▶ **EXCERPTED PASSAGE**:

————

In the first days and weeks there will be much revelation of the state Labor has left behind, that the “cupboard is bare” and that a financial audit is needed to discover the full extent of the damage. He will have an early indication of this by the reports from each government department, a normal occurrence at each election, but said to have been prepared with particular frankness this year.
O’Farrell will make some senior public service appointments, drawing from candidates proposed by the party factions to replace departmental director generals (Jenny Mason, Department of Community Services DG may be one), but will retain key performers to help the new government find its way.
His emphasis will be on discipline, proper practice, improving the economy and in general reassuring voters they have elected a responsible government, unlike the cowboys now sitting on the opposition benches. It will be a continuing theme of O’Farrell’s government: middle-of-the-road politics to ensure widespread, continuing appeal.
There has been much talk about the level of inexperience in O’Farrell’s government after 16 years in opposition, but Labor’s electoral massacre and Kristina Keneally’s quest for “new blood” will make the Coalition look like seasoned performers. Labor will struggle in opposition, if only because it will be run off its feet.

————

▶ **GIVEN TASK A**:
Reproduce, word for word, the portion of the commentary on O'Farrell's incoming government from "O’Farrell will make" to "find its way.".

————

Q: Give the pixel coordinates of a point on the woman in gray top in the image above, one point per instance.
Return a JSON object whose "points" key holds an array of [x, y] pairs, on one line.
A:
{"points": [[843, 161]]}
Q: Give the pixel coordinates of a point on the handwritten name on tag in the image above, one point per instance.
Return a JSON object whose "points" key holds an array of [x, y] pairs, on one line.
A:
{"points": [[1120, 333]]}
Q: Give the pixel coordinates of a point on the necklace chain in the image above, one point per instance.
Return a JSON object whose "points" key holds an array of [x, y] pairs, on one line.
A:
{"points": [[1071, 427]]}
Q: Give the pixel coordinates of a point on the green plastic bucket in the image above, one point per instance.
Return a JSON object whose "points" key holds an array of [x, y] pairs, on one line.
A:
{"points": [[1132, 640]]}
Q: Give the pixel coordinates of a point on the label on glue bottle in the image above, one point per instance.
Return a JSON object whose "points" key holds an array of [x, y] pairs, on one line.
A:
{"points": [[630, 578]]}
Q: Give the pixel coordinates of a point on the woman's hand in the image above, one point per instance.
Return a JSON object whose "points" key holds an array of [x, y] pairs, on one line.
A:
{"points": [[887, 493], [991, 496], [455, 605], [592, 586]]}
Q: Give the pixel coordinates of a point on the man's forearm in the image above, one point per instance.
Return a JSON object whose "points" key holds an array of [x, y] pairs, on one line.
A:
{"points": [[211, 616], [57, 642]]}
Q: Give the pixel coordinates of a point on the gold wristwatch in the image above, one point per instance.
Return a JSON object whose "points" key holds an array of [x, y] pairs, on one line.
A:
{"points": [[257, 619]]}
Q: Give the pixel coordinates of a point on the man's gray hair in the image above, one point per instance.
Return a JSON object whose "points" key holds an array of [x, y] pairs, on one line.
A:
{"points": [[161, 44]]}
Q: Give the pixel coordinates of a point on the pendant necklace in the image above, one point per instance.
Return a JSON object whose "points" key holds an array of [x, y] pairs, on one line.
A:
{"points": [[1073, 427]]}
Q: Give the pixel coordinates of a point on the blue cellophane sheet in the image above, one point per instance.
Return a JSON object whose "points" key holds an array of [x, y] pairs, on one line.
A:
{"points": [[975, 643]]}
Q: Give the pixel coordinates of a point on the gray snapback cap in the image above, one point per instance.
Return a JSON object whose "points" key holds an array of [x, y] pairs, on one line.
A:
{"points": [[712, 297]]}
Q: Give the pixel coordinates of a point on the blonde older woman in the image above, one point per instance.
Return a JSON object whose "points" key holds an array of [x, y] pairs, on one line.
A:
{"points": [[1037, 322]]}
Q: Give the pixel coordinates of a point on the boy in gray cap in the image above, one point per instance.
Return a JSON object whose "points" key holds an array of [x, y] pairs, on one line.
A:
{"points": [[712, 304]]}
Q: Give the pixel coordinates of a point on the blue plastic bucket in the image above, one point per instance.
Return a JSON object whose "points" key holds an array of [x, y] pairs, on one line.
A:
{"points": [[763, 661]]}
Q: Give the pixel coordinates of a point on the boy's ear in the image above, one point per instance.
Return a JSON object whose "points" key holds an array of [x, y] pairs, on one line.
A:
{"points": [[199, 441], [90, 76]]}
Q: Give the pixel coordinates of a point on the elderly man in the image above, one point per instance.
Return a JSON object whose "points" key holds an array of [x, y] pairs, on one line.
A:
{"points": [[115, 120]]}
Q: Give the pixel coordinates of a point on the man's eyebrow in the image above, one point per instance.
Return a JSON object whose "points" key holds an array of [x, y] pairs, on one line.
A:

————

▶ **GIVEN TASK B**:
Identify each line in the records that contains the word "woman", and copy every such line in full.

▶ **FINAL ANSWER A**:
O’Farrell will make some senior public service appointments, drawing from candidates proposed by the party factions to replace departmental director generals (Jenny Mason, Department of Community Services DG may be one), but will retain key performers to help the new government find its way.

▶ **FINAL ANSWER B**:
Q: Give the pixel coordinates of a point on the woman in gray top in the image above, one point per instance.
Q: Give the pixel coordinates of a point on the woman's hand in the image above, one point per instance.
Q: Give the pixel coordinates of a point on the blonde older woman in the image above, one point per instance.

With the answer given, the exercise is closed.